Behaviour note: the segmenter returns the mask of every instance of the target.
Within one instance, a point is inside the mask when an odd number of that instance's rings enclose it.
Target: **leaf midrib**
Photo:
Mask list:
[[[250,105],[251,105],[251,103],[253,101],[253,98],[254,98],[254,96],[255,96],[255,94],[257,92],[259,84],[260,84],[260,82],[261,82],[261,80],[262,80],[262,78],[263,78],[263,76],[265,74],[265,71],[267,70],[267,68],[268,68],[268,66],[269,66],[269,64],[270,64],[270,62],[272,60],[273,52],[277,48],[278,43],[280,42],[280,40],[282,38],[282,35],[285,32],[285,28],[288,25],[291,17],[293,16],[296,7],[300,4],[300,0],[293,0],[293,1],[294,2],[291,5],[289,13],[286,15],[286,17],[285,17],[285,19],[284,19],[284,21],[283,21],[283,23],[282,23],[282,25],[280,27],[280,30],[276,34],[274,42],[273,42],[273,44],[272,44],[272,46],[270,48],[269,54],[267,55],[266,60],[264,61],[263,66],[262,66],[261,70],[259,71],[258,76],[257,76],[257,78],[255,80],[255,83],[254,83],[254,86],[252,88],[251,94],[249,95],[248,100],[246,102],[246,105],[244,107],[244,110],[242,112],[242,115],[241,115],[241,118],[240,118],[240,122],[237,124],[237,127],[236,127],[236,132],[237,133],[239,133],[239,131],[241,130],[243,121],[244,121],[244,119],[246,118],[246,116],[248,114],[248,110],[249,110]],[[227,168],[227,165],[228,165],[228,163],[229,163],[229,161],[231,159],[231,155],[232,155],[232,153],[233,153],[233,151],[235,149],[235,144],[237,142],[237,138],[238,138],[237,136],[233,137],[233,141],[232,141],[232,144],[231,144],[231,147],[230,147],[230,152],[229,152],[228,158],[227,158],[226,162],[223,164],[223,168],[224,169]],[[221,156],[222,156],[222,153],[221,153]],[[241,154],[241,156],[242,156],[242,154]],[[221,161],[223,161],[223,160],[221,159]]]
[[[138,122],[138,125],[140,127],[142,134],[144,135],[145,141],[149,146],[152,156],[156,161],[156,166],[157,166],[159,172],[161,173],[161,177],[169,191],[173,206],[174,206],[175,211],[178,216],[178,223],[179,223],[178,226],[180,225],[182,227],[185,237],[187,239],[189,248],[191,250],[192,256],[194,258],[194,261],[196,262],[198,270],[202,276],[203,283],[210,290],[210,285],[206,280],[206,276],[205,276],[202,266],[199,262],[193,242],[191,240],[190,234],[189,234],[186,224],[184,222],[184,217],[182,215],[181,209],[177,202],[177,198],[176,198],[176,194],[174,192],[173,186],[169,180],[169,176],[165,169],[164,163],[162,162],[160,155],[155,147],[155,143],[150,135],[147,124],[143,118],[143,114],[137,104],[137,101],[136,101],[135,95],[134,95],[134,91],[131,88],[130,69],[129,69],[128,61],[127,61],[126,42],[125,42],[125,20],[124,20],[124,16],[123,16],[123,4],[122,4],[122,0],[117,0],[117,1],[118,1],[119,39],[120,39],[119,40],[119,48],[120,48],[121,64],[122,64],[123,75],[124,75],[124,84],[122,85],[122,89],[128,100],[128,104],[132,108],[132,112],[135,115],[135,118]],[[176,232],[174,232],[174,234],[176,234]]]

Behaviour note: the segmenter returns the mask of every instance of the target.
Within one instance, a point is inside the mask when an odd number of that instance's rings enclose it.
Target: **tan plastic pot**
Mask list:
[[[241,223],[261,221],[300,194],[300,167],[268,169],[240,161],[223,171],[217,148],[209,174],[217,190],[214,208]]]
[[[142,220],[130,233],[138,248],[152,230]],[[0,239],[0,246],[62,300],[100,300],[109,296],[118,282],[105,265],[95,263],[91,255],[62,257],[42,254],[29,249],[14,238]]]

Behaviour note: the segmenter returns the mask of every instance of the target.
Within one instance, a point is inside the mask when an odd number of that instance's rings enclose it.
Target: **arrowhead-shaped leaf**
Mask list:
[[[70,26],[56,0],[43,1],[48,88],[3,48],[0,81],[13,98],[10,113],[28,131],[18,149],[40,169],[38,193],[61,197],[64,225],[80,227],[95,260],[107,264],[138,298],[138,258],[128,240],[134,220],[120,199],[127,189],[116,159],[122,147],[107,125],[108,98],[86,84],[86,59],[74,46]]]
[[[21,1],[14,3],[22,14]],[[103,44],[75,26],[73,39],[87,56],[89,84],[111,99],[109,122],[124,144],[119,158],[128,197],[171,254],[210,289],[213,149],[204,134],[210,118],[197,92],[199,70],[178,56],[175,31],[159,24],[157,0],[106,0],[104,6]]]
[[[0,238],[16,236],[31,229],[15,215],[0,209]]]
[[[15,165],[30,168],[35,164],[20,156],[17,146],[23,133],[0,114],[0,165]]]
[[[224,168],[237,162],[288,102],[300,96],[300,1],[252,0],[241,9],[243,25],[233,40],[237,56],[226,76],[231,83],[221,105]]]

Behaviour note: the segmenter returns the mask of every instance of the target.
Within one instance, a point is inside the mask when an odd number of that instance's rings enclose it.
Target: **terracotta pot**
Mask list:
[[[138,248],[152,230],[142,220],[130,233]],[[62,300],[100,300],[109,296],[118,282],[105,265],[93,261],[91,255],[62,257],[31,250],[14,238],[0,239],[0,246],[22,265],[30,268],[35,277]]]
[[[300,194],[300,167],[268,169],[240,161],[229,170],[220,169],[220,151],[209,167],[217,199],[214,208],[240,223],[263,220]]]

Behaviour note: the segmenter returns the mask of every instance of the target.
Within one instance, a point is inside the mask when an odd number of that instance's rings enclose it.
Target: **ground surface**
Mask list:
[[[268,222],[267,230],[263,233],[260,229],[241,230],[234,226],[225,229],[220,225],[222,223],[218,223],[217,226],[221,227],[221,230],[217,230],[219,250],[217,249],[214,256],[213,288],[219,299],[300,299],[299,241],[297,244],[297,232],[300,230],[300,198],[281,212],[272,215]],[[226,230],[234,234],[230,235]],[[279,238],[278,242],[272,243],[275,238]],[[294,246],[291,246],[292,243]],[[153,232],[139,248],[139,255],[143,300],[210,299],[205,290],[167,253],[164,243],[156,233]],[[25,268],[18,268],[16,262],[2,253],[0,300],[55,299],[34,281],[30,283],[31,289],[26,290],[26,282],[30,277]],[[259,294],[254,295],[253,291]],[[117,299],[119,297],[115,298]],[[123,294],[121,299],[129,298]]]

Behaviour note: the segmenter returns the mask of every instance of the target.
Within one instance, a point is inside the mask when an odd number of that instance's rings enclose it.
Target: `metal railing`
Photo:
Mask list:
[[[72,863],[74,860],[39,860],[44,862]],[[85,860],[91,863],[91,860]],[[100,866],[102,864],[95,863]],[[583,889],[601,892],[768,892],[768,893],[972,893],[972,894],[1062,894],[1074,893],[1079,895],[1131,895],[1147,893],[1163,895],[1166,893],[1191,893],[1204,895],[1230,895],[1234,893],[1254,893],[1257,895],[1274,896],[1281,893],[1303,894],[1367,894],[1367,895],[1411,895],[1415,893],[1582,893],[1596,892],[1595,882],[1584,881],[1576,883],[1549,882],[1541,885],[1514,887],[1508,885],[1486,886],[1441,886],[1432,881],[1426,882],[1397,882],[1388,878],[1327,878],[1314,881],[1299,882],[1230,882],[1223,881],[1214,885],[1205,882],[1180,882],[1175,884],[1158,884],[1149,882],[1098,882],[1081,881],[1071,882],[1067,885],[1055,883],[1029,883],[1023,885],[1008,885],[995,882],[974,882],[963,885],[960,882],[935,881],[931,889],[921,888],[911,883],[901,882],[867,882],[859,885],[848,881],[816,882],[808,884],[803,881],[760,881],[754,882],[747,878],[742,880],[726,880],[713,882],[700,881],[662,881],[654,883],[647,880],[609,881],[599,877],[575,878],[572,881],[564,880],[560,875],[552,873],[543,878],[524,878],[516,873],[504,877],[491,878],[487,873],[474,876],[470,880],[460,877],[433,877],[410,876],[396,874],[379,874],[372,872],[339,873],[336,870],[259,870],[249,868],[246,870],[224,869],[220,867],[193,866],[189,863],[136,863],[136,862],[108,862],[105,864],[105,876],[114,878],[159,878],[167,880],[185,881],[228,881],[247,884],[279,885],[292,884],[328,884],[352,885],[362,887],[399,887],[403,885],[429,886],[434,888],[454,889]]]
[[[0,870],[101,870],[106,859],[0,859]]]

• • • • •

**Exercise:** Only the number is wanted here. How many lines in the entries contain "leaf"?

**Task answer:** 2